* [Task objective] Every line of the records below from the line with "Target: door handle" up to and including the line with "the white cloud." must be reproduced exactly, and no line outside that range.

* [Records provided]
_ _ _ _ _ _ _

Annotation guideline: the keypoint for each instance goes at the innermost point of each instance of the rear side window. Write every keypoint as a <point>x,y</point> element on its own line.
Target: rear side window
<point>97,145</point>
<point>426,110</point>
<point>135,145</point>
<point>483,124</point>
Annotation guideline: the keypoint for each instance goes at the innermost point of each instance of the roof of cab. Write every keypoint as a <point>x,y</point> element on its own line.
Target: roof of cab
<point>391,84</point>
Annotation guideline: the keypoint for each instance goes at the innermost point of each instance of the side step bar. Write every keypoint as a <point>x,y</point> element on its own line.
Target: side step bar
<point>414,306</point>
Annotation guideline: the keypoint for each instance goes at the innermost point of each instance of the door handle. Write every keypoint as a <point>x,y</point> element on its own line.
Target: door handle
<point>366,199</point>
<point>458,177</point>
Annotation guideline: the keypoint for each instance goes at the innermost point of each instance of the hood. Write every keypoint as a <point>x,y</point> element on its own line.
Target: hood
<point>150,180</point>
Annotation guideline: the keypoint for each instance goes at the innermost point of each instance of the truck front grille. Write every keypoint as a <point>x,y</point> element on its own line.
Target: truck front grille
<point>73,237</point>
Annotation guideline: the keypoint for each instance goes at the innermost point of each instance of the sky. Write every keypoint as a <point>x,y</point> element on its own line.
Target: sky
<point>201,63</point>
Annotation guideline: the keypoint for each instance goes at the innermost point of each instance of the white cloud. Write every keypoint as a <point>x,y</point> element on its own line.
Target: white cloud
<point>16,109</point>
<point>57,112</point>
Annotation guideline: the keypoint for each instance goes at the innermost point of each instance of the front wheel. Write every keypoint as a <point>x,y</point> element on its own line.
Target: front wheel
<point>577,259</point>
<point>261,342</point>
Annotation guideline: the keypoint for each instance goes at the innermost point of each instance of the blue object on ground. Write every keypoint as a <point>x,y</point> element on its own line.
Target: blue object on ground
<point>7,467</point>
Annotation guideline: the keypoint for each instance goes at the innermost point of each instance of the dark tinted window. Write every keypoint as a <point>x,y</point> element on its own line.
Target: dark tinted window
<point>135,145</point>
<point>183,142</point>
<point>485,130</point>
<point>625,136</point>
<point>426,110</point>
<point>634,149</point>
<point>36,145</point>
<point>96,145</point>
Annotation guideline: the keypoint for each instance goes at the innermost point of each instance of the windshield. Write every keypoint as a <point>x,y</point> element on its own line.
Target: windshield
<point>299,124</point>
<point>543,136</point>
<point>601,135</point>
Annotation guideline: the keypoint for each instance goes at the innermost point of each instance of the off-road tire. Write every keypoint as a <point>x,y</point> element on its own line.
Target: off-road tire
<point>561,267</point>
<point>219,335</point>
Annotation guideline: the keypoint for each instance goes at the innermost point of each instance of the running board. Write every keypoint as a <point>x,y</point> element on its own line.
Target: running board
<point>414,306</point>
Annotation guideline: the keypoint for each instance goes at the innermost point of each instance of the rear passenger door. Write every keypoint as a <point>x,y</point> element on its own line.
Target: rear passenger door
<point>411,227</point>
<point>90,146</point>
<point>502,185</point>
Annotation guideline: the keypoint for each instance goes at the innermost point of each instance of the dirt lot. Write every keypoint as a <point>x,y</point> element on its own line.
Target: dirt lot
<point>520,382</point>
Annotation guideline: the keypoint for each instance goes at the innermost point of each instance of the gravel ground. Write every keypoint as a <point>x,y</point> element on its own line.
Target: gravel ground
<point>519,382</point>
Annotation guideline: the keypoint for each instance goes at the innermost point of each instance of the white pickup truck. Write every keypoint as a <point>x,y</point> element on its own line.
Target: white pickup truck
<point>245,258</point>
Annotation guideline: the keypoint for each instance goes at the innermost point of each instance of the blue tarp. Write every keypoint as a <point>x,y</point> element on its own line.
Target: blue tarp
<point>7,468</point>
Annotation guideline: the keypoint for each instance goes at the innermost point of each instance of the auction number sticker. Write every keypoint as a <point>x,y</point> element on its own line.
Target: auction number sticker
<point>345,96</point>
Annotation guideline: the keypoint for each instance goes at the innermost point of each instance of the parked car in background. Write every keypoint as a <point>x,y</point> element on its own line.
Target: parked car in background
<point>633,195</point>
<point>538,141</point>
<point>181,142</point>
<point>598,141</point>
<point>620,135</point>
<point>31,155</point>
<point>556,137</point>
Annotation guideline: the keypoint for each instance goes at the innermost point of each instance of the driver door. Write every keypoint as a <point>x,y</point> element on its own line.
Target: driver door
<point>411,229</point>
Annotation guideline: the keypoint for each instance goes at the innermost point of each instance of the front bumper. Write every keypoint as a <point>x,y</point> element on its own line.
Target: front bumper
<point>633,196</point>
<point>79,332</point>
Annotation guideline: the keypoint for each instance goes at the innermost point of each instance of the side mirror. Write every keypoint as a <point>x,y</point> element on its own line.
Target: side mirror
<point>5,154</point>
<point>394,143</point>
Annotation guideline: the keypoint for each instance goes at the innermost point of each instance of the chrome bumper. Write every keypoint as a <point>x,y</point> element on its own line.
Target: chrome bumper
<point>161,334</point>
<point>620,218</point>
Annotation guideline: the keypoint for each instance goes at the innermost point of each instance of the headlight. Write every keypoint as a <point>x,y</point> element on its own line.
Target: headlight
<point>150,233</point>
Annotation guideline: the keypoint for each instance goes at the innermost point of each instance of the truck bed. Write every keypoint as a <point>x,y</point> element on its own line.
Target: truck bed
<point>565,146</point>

_ _ _ _ _ _ _

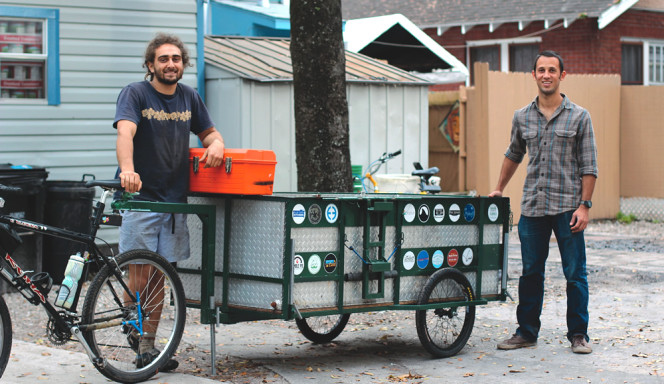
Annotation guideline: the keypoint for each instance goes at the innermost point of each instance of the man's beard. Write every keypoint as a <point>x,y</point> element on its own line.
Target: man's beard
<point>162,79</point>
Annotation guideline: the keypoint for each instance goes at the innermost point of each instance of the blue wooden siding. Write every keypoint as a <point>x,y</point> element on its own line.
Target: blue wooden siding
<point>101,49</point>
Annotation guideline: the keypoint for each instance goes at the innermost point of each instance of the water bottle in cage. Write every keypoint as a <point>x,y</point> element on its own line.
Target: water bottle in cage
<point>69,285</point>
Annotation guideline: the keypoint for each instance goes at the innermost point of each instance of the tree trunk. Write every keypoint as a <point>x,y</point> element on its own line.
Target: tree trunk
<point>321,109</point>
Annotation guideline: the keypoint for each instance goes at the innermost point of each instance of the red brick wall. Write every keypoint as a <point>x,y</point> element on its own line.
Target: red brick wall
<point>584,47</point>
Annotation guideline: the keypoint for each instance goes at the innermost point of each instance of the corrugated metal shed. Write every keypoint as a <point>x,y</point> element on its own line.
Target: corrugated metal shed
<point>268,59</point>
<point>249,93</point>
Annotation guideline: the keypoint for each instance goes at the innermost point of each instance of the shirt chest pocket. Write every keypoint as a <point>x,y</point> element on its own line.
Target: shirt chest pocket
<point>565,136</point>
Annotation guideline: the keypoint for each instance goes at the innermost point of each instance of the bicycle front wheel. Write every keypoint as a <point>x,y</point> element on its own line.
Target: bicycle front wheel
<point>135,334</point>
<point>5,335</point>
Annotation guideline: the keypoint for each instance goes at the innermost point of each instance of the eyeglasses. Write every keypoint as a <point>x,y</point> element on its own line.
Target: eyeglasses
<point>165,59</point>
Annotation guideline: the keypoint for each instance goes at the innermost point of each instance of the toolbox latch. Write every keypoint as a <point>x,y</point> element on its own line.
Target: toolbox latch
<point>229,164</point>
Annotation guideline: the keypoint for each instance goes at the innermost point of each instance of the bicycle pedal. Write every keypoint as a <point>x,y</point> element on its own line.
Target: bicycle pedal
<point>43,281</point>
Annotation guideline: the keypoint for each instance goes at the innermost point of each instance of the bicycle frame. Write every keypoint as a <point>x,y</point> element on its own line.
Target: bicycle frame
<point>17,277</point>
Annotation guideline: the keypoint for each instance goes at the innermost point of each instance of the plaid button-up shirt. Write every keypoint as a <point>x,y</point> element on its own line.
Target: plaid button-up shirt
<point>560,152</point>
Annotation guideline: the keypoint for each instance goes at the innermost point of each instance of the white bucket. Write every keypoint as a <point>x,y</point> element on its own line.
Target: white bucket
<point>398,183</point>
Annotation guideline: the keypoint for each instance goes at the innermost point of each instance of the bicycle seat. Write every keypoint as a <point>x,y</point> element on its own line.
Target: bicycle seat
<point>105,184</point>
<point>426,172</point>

_ _ _ _ _ _ _

* [Output below]
Target: door handle
<point>366,199</point>
<point>458,177</point>
Annotation guideline: the keypoint for each instance goes at the innermost point of each instance of the hood. Write every keypoint as a <point>x,y</point> element on its own line.
Target: hood
<point>150,180</point>
Annotation guideline: the keypoint for each instance goes at the innermost point of each instance of the truck front grille. Write every keypoint as a <point>x,y</point> element on its own line.
Target: truck front grille
<point>73,237</point>
Annotation guideline: the keypoint for each instance goes at the innermost point of each instance of the sky. Write every keypoint as a <point>x,y</point> element on its own line.
Target: sky
<point>201,63</point>
Annotation guideline: the keypoint for each instance goes at the innermost point of each instance of the white cloud. Write every keypoint as a <point>x,y</point> element on its own line.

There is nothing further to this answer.